Mummies and other pre-Hispanic artifacts, have high prices on the black market, experts explained.
“Peru has done a lot of work to try and control this trade,” said Christopher Heaney, a Latin American history professor at Penn State University and author of “Empire of the Dead,” a book on Peruvian mummies.
“But this implies that these claims for government success need to be re-examined a bit if objects like [the bodies brought to Mexico] can leave the country.”
Trafficking of cultural items significantly increased worldwide since the COVID-19 pandemic hit, according to UNESCO and the World Customs Organization, when black market peddlers took advantage of the shift to online sales, which affords them more privacy than in-person shopping.
“Social networks have become spaces for the sale of works of art and antiques of illegal origin, and unfortunately this traffic has increased during the COVID-19 pandemic,” said Enrique Lopez-Hurtado, former coordinator of the culture sector of UNESCO Peru.
It is difficult for Peru, which shares borders with five countries and has 27 border crossings, to stop looted items from exiting the country.
At Lima’s international airport, x-ray scanners are monitored for cultural material and a majority of the offenders are tourists.
“In most cases what they are going to say is that they didn’t know,” said Rolando Mallaupoma, an archeology analyst in the recovery unit of the culture ministry.
“And there will not be any criminal action.”

*Data below:*
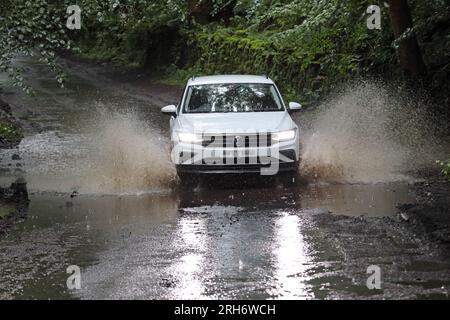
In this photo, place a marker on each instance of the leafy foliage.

*What to work on:* In the text on smuggling of Peruvian cultural items, reproduce the passage that starts with "It is difficult" and ends with "the culture ministry.", substituting "visitors" for "tourists". The material is separate from the text and unconnected to it.

*Answer to this task:*
It is difficult for Peru, which shares borders with five countries and has 27 border crossings, to stop looted items from exiting the country.
At Lima’s international airport, x-ray scanners are monitored for cultural material and a majority of the offenders are visitors.
“In most cases what they are going to say is that they didn’t know,” said Rolando Mallaupoma, an archeology analyst in the recovery unit of the culture ministry.